Task objective: Please output the entries below from the line that contains "Can you find the concrete" through the final line, reproduced exactly and alone.

(Extracted data entries)

+--

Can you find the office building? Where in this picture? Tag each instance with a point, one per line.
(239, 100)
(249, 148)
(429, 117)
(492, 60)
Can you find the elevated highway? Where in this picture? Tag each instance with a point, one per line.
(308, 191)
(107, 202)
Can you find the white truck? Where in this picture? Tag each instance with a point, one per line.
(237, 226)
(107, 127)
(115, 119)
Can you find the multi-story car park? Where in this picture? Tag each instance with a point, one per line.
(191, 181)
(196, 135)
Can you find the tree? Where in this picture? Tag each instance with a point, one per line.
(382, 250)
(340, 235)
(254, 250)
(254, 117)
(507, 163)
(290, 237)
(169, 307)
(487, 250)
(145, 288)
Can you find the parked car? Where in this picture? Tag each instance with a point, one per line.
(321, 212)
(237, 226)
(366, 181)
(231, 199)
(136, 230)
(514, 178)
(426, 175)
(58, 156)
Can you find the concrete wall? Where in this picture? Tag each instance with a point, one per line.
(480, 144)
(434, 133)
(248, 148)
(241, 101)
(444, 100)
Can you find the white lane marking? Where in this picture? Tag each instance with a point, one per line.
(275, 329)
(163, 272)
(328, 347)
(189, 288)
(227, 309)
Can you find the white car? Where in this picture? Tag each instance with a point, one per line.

+--

Result below:
Can you find the concrete wall? Where in this picture? Tag each instance with a point, one per line.
(480, 144)
(434, 133)
(248, 148)
(241, 101)
(444, 100)
Can you find the white lane marking? Where in this picture? Tag each instance with a point, one per line.
(275, 329)
(163, 272)
(328, 347)
(189, 288)
(227, 309)
Can you find the white car? Where in this picture? Tag each instance with a point, one per line.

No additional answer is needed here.